(Consigne A): Dans le texte sur Camus et les anarchistes, quelle lettre Camus proposa-t-il de publier dans « Témoins » ?

(Texte présenté):
▽
Même si « le Soir républicain » ne s’est pas qualifié clairement d’anarchiste, l’analyse de ses articles justifie très bien la thèse du biographe Herbert R. Lottman qui soutenait le contraire [14]. C’est un reproche que le financier Jean-Pierre Faure avait également formulé ; choqué par le « cours anarchiste » du journal, il avait voulu arrêter son soutien financier au moment même où le censeur militaire l’interdisait [15]. Camus définissait lui-même son rôle au « Soir républicain » comme engendré par les événements politiques. Et cela l’ouvrit rapidement au mouvement anarchiste.
D’une certaine façon, « Témoins » fut pour Camus un prolongement du « Soir républicain », non plus sous forme pacifiste anarchiste mais sous forme de condamnation anarchiste et antimilitariste de la violence. On peut commencer une brève analyse des articles de Camus pour « Témoins » en 1954 avec « Calendrier de la liberté » où il souligne l’importance de deux dates pour l’histoire des mouvements libertaires : le 16 juillet 1936, début de la révolution espagnole, et le 17 juin 1953, révolte des travailleurs en RDA. Dans cet article, Camus associe déjà deux formes de révolte.
Après cela, Camus proposa de publier la lettre de Simone Weil adressée à Georges Bernanos, dans laquelle elle témoigne des excès commis par des anarchistes pendant la guerre d’Espagne. La publication de la lettre dans « Témoins » (n° 7, 1954) provoqua une discussion parmi les lecteurs libertaires français qui écrivirent à la rédaction de la revue. En même temps, ce fait démontre la capacité des anarchistes français à faire spontanément une autocritique à un moment où la gauche communiste et dogmatique nie ou défend l’existence de camps soviétiques.
« Témoins » publia par la suite « Le refus de la haine », préface de Camus au livre de Konrad Biber qui venait juste de paraître, « l’Allemagne vue par les écrivains de la Résistance française ». Camus y actualise les principes de la Résistance : comme la Résistance avait à l’époque rejeté la conception bourgeoise et pacifique de la paix, il aurait fallu qu’elle refusât alors la conception communiste de la paix qui maintenait le statu quo autoritaire en Europe de l’Est. Par cette attitude, il s’oppose catégoriquement à la série d’articles de Sartre « Les communistes et la paix ». L’éditeur de la revue catholique de gauche « Esprit », Jean-Marie Domenach, décrit de son côté par Samson comme « néo-stalinien » [16], écrivit une lettre de protestation. Camus défendit sa position dans le numéro suivant de « Témoins ». La divergence avec Domenach montre que la controverse entre Sartre et Camus était un sujet débattu dans les journaux anarchistes de l’époque, dont la plupart soutenaient sans partage la position de Camus.
△
(Consigne B): Mettez sous forme de liste numérotée toutes les lignes des enregistrements, sans les lignes vides.

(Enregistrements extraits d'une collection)
▽
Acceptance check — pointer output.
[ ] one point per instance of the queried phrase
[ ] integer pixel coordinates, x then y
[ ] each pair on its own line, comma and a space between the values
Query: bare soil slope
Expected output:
△
(Corrigé A): La lettre de Simone Weil adressée à Georges Bernanos.

(Corrigé B):
1. Acceptance check — pointer output.
2. [ ] one point per instance of the queried phrase
3. [ ] integer pixel coordinates, x then y
4. [ ] each pair on its own line, comma and a space between the values
5. Query: bare soil slope
6. Expected output:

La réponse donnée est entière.